>>
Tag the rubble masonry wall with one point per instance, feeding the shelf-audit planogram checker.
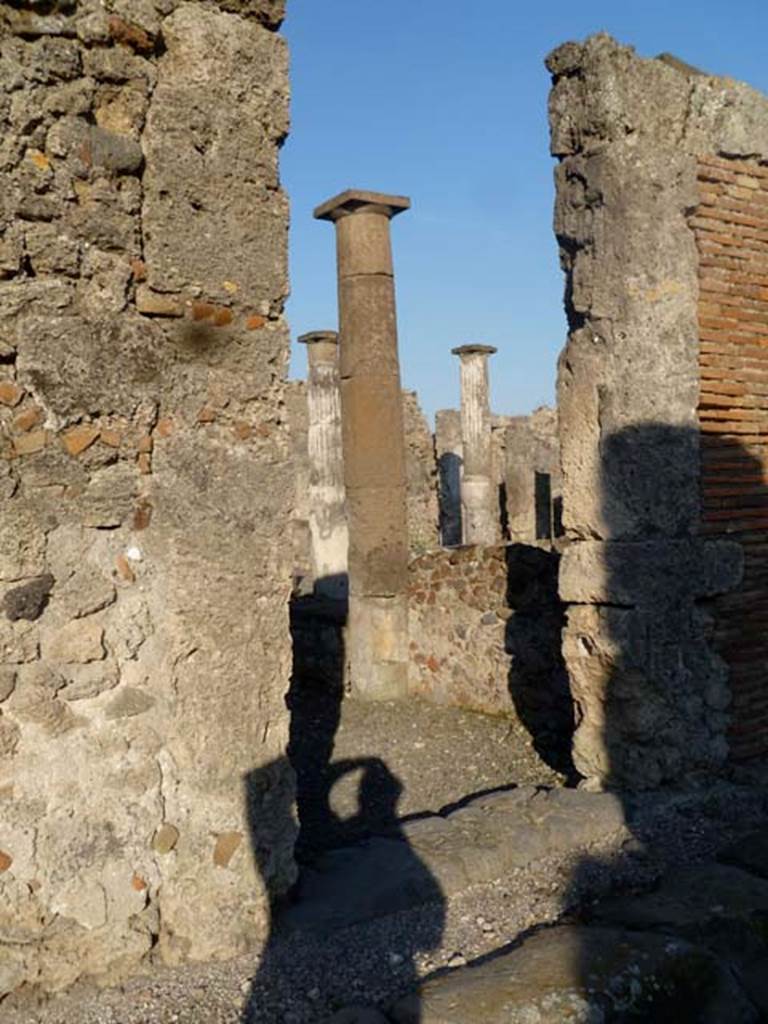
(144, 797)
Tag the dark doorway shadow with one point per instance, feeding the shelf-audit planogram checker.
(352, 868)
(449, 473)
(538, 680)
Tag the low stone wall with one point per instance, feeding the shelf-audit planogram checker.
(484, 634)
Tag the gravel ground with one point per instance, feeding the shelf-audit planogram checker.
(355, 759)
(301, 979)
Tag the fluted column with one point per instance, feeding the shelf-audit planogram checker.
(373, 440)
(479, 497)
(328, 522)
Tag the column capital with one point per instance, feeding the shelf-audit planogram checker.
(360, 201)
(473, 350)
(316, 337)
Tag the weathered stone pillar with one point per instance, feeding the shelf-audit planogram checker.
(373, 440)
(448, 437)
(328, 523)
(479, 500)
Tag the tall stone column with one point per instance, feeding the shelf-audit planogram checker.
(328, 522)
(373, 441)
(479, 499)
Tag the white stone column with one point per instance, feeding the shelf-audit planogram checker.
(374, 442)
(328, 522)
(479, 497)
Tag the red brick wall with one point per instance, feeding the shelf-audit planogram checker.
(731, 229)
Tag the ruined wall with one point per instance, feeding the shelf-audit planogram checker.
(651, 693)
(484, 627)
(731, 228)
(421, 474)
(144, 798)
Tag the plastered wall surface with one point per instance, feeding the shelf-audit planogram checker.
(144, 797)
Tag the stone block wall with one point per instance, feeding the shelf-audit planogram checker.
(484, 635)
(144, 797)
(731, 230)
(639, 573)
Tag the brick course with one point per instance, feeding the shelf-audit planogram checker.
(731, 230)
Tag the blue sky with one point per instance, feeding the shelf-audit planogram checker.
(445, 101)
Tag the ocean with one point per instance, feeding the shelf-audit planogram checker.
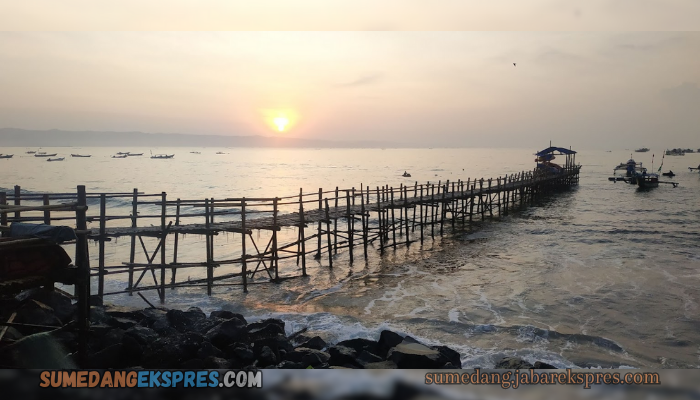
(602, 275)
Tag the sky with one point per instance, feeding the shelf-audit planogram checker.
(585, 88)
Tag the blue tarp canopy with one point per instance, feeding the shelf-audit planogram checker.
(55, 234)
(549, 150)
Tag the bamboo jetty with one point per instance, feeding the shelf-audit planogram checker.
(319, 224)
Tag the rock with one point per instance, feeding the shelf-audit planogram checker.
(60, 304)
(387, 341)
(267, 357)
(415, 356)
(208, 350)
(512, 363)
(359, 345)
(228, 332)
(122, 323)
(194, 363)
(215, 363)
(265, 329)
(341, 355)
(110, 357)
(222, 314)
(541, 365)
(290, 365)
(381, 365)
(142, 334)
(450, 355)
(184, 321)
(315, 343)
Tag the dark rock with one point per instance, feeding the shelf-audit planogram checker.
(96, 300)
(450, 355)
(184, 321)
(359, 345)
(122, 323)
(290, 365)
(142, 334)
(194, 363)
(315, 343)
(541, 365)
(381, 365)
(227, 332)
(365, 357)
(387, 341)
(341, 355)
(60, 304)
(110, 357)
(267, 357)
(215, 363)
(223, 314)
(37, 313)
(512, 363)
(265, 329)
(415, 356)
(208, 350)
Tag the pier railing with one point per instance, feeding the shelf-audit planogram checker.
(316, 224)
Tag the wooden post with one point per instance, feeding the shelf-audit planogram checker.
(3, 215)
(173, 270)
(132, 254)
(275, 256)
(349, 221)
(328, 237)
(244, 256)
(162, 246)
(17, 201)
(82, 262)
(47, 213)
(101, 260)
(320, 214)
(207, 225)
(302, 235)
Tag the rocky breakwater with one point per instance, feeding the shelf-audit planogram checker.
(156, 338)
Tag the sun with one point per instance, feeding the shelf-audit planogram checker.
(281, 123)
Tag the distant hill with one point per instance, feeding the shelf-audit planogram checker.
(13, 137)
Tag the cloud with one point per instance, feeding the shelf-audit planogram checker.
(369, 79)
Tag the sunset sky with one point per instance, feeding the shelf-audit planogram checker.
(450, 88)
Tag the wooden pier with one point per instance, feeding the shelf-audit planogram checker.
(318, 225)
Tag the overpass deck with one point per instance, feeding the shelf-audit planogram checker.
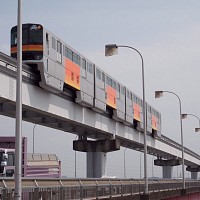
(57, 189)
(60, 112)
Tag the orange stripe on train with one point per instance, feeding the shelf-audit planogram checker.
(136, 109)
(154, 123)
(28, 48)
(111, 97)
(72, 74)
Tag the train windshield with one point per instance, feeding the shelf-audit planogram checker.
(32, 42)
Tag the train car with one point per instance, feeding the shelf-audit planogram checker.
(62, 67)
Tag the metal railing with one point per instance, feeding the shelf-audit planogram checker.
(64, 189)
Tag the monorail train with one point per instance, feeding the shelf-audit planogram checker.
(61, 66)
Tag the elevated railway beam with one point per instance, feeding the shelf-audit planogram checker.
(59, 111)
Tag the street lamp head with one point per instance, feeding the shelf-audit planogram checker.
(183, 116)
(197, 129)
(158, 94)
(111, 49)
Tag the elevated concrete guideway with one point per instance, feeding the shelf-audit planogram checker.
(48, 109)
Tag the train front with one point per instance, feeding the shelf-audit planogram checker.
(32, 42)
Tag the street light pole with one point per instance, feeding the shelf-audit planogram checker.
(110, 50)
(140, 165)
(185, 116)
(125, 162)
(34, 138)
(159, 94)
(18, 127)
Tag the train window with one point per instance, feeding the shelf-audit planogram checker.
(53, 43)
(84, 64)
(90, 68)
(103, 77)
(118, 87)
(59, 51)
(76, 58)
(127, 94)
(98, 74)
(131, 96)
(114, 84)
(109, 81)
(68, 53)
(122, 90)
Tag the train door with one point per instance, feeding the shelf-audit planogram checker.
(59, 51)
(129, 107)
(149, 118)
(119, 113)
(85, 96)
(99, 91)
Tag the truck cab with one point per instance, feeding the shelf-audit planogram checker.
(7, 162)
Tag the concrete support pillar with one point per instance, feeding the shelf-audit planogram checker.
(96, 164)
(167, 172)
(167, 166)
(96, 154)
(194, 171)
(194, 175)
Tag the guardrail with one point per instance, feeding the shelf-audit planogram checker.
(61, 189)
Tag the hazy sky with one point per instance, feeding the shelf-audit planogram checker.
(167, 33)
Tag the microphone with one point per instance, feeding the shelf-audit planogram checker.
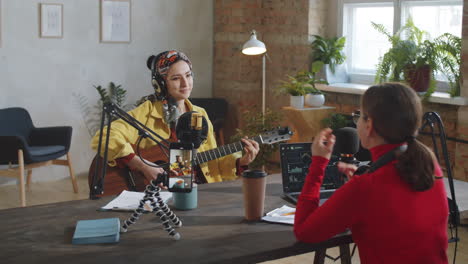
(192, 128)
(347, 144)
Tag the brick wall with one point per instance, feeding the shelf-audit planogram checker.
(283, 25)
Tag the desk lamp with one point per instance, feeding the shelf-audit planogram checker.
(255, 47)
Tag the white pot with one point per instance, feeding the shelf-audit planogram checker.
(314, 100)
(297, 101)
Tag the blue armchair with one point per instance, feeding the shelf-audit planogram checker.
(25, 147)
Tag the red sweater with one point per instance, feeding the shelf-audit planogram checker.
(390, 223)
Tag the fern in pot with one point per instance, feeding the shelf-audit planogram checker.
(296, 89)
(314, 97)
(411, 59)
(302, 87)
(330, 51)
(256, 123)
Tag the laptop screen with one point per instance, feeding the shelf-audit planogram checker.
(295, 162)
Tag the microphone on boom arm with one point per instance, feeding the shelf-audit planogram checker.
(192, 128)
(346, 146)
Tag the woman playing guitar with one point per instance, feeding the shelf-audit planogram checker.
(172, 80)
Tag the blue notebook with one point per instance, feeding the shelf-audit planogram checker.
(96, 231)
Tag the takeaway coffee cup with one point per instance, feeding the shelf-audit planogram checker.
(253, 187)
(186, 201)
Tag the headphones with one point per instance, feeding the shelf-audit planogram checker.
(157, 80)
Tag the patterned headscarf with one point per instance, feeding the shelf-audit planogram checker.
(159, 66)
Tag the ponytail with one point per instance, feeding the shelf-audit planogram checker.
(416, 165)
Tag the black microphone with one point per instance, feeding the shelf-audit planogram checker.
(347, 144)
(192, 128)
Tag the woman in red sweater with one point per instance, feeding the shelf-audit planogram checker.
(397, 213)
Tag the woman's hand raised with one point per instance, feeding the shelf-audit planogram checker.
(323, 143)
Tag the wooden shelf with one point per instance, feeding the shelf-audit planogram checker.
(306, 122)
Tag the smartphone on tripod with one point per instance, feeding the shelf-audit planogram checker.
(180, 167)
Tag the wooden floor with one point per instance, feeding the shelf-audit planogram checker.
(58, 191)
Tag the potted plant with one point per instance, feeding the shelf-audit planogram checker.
<<
>>
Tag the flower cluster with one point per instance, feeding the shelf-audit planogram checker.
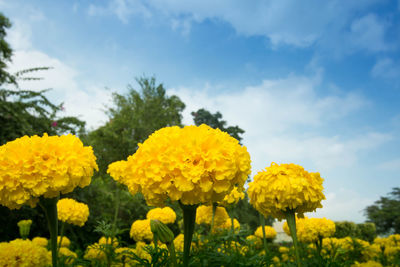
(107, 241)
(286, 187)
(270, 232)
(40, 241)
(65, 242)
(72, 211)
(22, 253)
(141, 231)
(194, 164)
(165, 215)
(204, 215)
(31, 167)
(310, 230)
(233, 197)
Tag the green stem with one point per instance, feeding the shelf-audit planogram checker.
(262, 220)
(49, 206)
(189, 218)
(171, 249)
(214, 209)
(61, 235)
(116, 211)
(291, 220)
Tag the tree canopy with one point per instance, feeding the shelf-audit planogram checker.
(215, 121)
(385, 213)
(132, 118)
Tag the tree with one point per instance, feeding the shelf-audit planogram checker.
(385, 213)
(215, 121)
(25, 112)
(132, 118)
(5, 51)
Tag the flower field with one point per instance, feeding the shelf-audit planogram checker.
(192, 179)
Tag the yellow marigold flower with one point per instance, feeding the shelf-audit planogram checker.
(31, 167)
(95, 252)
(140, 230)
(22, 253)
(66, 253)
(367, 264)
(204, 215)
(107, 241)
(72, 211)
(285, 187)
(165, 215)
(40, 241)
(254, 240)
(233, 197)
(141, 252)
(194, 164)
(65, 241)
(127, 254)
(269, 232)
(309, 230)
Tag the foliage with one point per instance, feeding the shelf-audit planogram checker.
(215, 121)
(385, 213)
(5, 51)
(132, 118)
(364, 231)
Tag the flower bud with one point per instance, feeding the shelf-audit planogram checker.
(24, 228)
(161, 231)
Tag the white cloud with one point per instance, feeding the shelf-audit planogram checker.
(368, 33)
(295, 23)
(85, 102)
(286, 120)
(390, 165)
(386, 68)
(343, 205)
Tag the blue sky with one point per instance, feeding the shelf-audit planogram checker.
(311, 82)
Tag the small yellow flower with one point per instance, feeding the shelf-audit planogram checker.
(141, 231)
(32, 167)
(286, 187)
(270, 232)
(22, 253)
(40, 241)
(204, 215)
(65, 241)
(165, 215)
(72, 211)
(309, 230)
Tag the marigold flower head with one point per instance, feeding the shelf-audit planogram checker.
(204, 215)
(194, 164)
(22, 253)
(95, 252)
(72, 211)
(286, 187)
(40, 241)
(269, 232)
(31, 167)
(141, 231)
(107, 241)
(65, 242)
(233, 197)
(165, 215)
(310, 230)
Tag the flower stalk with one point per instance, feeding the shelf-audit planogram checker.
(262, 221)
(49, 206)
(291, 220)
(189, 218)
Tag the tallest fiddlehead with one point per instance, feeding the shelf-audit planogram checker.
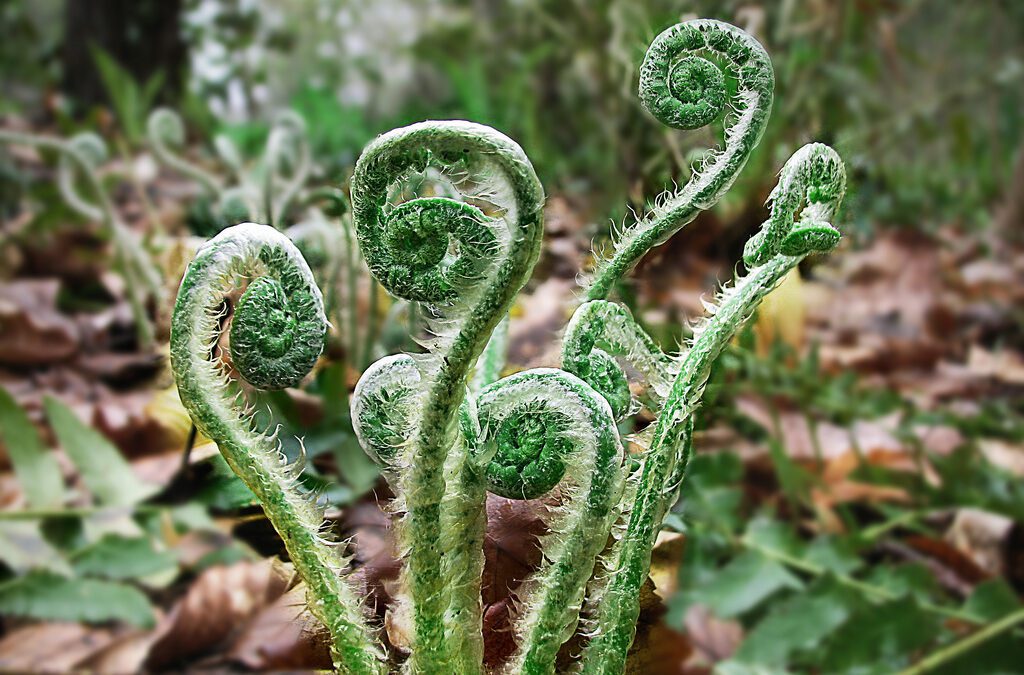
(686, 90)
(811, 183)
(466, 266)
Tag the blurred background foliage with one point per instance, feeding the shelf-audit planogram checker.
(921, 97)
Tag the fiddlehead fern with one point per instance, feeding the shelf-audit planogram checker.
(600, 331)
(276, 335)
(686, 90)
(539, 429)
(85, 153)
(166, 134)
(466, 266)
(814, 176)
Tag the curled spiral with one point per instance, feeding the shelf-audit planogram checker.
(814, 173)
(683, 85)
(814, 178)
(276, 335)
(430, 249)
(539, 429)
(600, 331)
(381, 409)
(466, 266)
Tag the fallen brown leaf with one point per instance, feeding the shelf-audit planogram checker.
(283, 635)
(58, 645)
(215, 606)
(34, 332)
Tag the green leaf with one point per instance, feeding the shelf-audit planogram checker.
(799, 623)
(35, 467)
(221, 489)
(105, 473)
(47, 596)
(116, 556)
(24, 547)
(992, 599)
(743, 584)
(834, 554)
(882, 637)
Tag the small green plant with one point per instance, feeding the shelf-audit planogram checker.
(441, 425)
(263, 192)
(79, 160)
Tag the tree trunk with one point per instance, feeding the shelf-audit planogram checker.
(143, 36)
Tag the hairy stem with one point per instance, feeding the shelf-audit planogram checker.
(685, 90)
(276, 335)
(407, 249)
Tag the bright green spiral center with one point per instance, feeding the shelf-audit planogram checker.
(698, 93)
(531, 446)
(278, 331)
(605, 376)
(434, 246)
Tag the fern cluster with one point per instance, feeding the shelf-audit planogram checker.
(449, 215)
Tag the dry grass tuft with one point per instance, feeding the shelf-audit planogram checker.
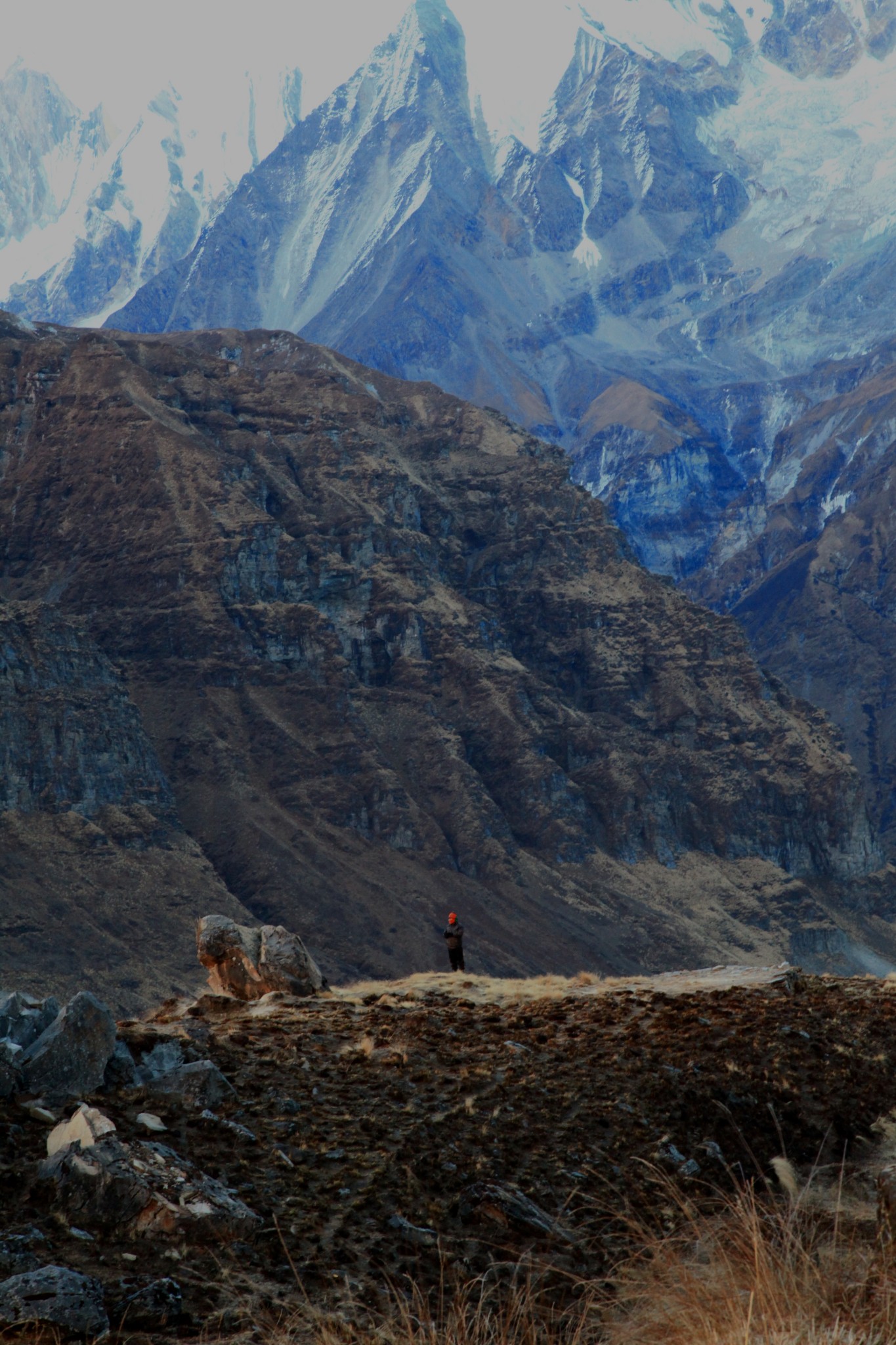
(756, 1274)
<<
== Required action ==
Out of the material above, output word for word the line with "Tag the woman in", the line with "Tag the potted", and all lines between them, with nothing else.

== Answer space ==
Tag the woman in red sweater with one point per instance, feeding the shelf-audit planogram checker.
(397, 213)
Tag the woman's hand raised with one point per instance, feeding the shelf-audit planogram checker.
(323, 143)
Tag the wooden shelf with one point per instance, feeding the shelf-audit planogram checker.
(306, 122)
Tag the smartphone on tripod with one point per instance, feeding the shelf-audit planogram checker.
(180, 167)
Tag the wooden floor with one point per instance, feeding the shelf-audit planogram checker.
(58, 191)
Tag the potted plant with one point per instance, feeding the shelf-audit planogram checker.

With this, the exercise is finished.